Quoted passage -

-------------------------

Whether it’s the continuing presence of the COVID-19 pandemic, a sudden boost in prices related to gas, food, housing and other essentials, supply chain hiccups, an uncertain labor market (or any number of other things), the stock market has certainly seen its share of ups and downs over the past six months. As always, it’s impossible to predict what the market will do on any given day. But at the start of a new year, it’s always a good idea to take some deep, measured breaths and focus on some basic money mantras. Doing so will help you push through any anxiety you may be feeling regarding your retirement account (no yoga pose required).
An old saying goes, “saving for retirement is a journey, not a sprint.” A volatile market can push the most experienced investors into making emotional decisions. However, it’s never a good idea to change your investments simply because of day-to-day volatility. Set a strategy that’s right for you and stick with it. Having a diversified portfolio can help you build confidence in your long-term plan — so don’t just throw it out the window during big market swings!
Historically, equity markets have trended upward over the long term. However, past performance is not a guarantee of future results. Investing involves risk, so you may want to consider working with a financial professional who can help you review your current tolerance for risk, keeping in mind your other financial goals.
Putting your money into a number of investment options that include different types of asset classes can help reduce risk. Generally speaking, if your dollars are invested in materially different types of investments (stocks, bonds and cash), and market conditions cause one of your investments to decline, all of your money shouldn’t be affected.

-------------------------

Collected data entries
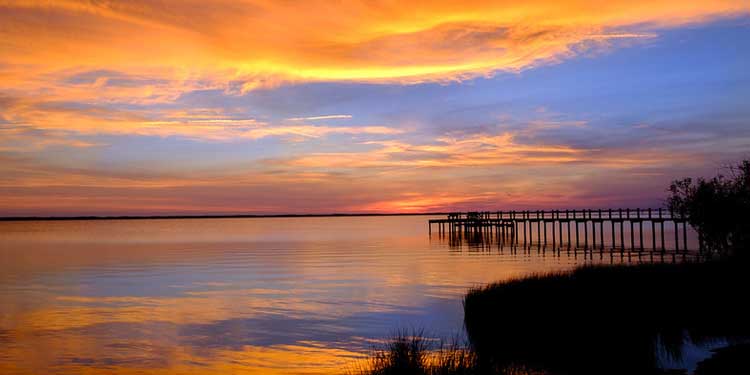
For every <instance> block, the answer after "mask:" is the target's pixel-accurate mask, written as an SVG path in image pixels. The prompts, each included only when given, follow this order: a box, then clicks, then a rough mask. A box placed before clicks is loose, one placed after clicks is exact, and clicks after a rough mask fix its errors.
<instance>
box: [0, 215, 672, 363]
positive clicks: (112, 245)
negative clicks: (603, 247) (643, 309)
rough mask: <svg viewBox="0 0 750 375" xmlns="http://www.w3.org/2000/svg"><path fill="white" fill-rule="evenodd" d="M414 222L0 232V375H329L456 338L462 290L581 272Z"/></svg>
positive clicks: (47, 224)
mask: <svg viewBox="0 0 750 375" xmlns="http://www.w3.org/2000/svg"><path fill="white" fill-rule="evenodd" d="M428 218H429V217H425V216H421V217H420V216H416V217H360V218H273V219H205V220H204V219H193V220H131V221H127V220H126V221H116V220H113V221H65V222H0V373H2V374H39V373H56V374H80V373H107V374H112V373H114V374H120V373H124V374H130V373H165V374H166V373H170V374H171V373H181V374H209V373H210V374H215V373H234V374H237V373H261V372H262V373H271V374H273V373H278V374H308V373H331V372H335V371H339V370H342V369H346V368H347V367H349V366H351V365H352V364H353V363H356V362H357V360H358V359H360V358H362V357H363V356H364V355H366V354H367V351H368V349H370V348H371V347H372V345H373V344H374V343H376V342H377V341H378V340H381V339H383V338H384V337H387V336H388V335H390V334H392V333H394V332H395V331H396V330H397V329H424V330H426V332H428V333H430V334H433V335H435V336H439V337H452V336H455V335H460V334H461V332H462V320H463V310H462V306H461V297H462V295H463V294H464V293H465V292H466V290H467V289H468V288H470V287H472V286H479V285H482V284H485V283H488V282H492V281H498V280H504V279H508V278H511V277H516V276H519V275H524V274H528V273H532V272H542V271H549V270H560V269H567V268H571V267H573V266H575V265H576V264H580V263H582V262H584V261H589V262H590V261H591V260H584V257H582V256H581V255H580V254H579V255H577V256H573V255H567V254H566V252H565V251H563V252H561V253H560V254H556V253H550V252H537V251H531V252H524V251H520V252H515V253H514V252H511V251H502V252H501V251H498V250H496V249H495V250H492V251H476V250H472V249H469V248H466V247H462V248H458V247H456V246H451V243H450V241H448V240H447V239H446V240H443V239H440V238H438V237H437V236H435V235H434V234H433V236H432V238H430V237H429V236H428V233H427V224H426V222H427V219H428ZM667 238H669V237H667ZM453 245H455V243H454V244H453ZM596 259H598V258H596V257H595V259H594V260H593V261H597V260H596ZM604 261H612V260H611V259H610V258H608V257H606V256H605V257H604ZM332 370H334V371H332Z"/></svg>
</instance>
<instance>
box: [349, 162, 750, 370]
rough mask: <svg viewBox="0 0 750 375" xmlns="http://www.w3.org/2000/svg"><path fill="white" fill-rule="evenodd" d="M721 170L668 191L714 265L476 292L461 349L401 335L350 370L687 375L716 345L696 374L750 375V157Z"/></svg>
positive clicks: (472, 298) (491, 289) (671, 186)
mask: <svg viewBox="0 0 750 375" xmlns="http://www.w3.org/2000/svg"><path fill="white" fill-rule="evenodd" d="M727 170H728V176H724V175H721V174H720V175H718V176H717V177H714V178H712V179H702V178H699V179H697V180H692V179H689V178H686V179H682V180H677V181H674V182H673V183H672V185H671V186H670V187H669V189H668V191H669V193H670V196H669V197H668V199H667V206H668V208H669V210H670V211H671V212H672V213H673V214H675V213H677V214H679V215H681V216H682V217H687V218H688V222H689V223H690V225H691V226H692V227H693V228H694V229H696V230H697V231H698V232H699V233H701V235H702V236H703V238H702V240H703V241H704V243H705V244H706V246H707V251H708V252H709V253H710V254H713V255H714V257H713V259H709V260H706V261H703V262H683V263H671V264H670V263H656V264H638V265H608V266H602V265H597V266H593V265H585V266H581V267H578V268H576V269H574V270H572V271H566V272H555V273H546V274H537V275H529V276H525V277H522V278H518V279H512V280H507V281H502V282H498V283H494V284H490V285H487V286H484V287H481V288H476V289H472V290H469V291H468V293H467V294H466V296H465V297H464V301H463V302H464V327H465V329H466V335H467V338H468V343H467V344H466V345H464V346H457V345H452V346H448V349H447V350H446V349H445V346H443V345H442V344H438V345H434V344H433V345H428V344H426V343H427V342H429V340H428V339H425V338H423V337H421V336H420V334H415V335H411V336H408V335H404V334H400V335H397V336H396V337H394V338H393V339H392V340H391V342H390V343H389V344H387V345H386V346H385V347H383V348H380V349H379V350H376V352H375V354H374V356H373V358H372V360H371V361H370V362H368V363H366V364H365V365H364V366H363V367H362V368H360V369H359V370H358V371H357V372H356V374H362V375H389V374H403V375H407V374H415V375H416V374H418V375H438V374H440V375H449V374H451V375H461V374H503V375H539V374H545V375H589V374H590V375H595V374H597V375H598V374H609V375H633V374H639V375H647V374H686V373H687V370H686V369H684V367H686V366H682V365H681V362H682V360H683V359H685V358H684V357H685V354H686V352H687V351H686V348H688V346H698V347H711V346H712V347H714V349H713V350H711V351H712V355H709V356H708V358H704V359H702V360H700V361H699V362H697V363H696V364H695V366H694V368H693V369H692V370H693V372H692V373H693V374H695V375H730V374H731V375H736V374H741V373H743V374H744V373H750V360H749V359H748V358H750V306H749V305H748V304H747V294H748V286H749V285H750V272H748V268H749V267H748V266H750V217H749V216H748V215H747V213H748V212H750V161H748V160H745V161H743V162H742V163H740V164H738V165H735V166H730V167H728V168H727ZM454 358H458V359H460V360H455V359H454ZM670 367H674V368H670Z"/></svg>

-------------------------

Goal of the exercise -
Retype the passage on retirement saving from above word for word, from beginning to end.

Solution for this task -
Whether it’s the continuing presence of the COVID-19 pandemic, a sudden boost in prices related to gas, food, housing and other essentials, supply chain hiccups, an uncertain labor market (or any number of other things), the stock market has certainly seen its share of ups and downs over the past six months. As always, it’s impossible to predict what the market will do on any given day. But at the start of a new year, it’s always a good idea to take some deep, measured breaths and focus on some basic money mantras. Doing so will help you push through any anxiety you may be feeling regarding your retirement account (no yoga pose required).
An old saying goes, “saving for retirement is a journey, not a sprint.” A volatile market can push the most experienced investors into making emotional decisions. However, it’s never a good idea to change your investments simply because of day-to-day volatility. Set a strategy that’s right for you and stick with it. Having a diversified portfolio can help you build confidence in your long-term plan — so don’t just throw it out the window during big market swings!
Historically, equity markets have trended upward over the long term. However, past performance is not a guarantee of future results. Investing involves risk, so you may want to consider working with a financial professional who can help you review your current tolerance for risk, keeping in mind your other financial goals.
Putting your money into a number of investment options that include different types of asset classes can help reduce risk. Generally speaking, if your dollars are invested in materially different types of investments (stocks, bonds and cash), and market conditions cause one of your investments to decline, all of your money shouldn’t be affected.